SOURCE RECORDS: Begin
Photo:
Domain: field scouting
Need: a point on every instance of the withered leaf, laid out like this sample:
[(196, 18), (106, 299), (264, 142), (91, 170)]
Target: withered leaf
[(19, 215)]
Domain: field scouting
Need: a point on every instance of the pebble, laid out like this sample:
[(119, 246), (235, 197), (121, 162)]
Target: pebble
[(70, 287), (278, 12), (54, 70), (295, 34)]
SOURCE RECORDS: End
SOURCE RECORDS: Begin
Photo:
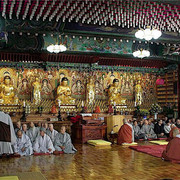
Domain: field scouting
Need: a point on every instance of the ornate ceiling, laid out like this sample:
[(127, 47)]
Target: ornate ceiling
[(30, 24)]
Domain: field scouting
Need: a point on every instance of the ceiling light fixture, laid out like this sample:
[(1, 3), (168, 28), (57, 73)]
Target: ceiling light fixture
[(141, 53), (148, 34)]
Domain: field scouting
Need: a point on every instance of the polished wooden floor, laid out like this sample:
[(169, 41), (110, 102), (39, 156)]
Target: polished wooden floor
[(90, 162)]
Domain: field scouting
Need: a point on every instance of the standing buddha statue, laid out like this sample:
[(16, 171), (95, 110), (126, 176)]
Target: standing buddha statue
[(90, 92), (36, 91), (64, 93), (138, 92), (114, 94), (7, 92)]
SOURCE RECORDS: End
Please copy out every line in the listing that has the string "like".

Need: a point on every instance of the withered leaf, laid out like this sample:
Need: a point on every instance of the pebble, laid out like this sample:
Need: a point on every instance of the ornate ceiling, laid out like this sample:
Need: a point on every instance of the ceiling light fixture, laid out like this sample:
Need: a point on every instance of the polished wooden floor, laid out like this sample:
Need: a point on every instance of the standing buddha statue, laid out like this sample:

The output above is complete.